Your objective ->
Please render the data below as a Markdown table with two columns, Row and Line, numbering each non-blank line in order and leaving out any blank lines.
+++ Exercise materials +++
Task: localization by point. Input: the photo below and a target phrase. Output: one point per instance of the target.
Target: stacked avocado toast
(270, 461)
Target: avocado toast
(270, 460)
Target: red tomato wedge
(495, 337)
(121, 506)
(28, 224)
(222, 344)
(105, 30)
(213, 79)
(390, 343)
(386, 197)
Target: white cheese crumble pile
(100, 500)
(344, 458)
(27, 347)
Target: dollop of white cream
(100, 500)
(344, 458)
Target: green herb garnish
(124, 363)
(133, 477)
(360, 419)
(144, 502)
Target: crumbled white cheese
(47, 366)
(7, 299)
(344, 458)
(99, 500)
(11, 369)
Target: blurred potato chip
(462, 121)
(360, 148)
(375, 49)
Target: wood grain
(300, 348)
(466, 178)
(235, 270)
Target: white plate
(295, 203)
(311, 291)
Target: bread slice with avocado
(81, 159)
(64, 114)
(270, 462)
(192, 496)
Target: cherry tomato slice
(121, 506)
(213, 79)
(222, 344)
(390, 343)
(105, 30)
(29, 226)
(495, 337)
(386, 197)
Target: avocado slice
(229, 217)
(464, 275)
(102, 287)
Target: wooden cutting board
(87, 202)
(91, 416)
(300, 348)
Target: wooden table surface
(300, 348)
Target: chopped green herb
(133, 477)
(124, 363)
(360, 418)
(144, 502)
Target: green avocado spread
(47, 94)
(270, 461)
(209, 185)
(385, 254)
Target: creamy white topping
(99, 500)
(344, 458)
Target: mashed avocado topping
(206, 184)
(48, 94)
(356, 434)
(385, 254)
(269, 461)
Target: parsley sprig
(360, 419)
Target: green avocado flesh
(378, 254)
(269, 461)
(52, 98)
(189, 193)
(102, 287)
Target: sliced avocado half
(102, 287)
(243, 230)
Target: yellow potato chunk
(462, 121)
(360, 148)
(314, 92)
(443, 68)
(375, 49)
+++
Exercise answer ->
| Row | Line |
|---|---|
| 1 | Task: localization by point. Input: the photo below and a target phrase. Output: one point per instance of the target. |
| 2 | Target: stacked avocado toast |
| 3 | (270, 461) |
| 4 | Target: avocado toast |
| 5 | (270, 460) |
| 6 | Target: red tomato wedge |
| 7 | (495, 337) |
| 8 | (121, 506) |
| 9 | (28, 224) |
| 10 | (222, 344) |
| 11 | (105, 30) |
| 12 | (213, 79) |
| 13 | (390, 343) |
| 14 | (386, 197) |
| 15 | Target: white cheese crumble pile |
| 16 | (100, 500) |
| 17 | (344, 458) |
| 18 | (27, 347) |
| 19 | Target: dollop of white cream |
| 20 | (100, 500) |
| 21 | (344, 458) |
| 22 | Target: green herb garnish |
| 23 | (124, 363) |
| 24 | (133, 477) |
| 25 | (360, 419) |
| 26 | (144, 502) |
| 27 | Target: crumbled white cheese |
| 28 | (47, 366) |
| 29 | (7, 299) |
| 30 | (344, 458) |
| 31 | (99, 500) |
| 32 | (11, 369) |
| 33 | Target: blurred potato chip |
| 34 | (462, 121) |
| 35 | (360, 148) |
| 36 | (375, 49) |
| 37 | Target: wood grain |
| 38 | (300, 348) |
| 39 | (466, 178) |
| 40 | (235, 270) |
| 41 | Target: white plate |
| 42 | (295, 203) |
| 43 | (311, 291) |
| 44 | Target: bread slice with avocado |
| 45 | (81, 159) |
| 46 | (64, 114) |
| 47 | (270, 462) |
| 48 | (192, 496) |
| 49 | Target: cherry tomato slice |
| 50 | (121, 506) |
| 51 | (213, 79) |
| 52 | (222, 344) |
| 53 | (390, 343) |
| 54 | (105, 30) |
| 55 | (29, 226) |
| 56 | (495, 337) |
| 57 | (386, 197) |
| 58 | Target: avocado slice |
| 59 | (229, 217) |
| 60 | (464, 275) |
| 61 | (102, 287) |
| 62 | Target: wooden cutting board |
| 63 | (87, 202) |
| 64 | (91, 416) |
| 65 | (300, 348) |
| 66 | Target: wooden table surface |
| 67 | (300, 348) |
| 68 | Target: chopped green herb |
| 69 | (133, 477) |
| 70 | (124, 363) |
| 71 | (360, 418) |
| 72 | (144, 502) |
| 73 | Target: green avocado spread |
| 74 | (47, 94) |
| 75 | (270, 461) |
| 76 | (209, 185) |
| 77 | (385, 254) |
| 78 | Target: creamy white topping |
| 79 | (99, 500) |
| 80 | (344, 458) |
| 81 | Target: mashed avocado topping |
| 82 | (206, 184) |
| 83 | (48, 94) |
| 84 | (356, 434) |
| 85 | (385, 254) |
| 86 | (269, 461) |
| 87 | Target: parsley sprig |
| 88 | (360, 419) |
| 89 | Target: green avocado flesh |
| 90 | (378, 254) |
| 91 | (269, 461) |
| 92 | (52, 98) |
| 93 | (189, 193) |
| 94 | (102, 287) |
| 95 | Target: sliced avocado half |
| 96 | (102, 287) |
| 97 | (243, 230) |
| 98 | Target: yellow potato chunk |
| 99 | (462, 121) |
| 100 | (360, 148) |
| 101 | (314, 92) |
| 102 | (443, 68) |
| 103 | (375, 49) |